- What to do
Begin with the line containing "Mark every instance of the man's face" and copy each line exactly through the last line of the entries, inclusive.

(Source records)
┄┄┄┄┄┄

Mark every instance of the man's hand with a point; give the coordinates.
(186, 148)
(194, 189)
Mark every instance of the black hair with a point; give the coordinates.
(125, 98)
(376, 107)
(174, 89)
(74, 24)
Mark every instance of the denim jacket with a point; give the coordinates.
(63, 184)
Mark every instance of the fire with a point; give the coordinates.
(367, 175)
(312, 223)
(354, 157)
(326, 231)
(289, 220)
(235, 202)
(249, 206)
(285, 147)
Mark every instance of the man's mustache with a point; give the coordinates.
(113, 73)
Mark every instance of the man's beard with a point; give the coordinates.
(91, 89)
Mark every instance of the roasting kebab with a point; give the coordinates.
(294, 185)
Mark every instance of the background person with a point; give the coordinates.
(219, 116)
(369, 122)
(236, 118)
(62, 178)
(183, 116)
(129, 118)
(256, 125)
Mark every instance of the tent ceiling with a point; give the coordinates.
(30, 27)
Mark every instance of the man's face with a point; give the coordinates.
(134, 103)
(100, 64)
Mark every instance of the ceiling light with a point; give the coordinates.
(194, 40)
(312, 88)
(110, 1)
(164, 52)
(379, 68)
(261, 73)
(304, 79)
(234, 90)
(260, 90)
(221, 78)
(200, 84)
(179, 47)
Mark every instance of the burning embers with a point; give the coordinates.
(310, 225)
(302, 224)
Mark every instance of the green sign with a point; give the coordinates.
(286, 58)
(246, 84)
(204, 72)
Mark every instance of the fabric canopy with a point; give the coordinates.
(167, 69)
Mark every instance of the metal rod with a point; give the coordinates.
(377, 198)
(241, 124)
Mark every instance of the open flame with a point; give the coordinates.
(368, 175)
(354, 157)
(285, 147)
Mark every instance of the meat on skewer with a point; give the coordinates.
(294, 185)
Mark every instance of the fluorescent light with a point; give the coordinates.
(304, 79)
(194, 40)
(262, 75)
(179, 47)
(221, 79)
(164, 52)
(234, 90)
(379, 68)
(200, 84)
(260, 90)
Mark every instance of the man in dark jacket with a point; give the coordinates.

┄┄┄┄┄┄

- Written reply
Mark every instance of the man's face with a point; give the coordinates.
(134, 103)
(100, 64)
Mark every instance of the ceiling light with a point; give the coordinates.
(194, 40)
(312, 88)
(110, 1)
(164, 52)
(379, 68)
(261, 73)
(304, 79)
(234, 90)
(260, 90)
(221, 78)
(200, 84)
(179, 47)
Mark every instance of the burning embers with a point; give the coordinates.
(310, 225)
(302, 224)
Mark every instance of the green sign with a point; give the coordinates.
(286, 58)
(246, 84)
(204, 72)
Mark every instance of the fabric canopy with a point; give the coordinates.
(167, 69)
Mark every instance of the metal rod with a point; give the coordinates.
(377, 198)
(241, 124)
Mark every instance of the open flame with a point; give the coordinates.
(368, 175)
(354, 157)
(285, 147)
Mark every instance of the meat on skewer with a point; give the coordinates.
(294, 185)
Mark every instance of the fluorescent light with a point; give the coordinates.
(304, 79)
(194, 40)
(262, 75)
(179, 47)
(221, 79)
(164, 52)
(234, 90)
(379, 68)
(200, 84)
(260, 90)
Mark every instance of the man in dark jacket with a point; give the coordinates.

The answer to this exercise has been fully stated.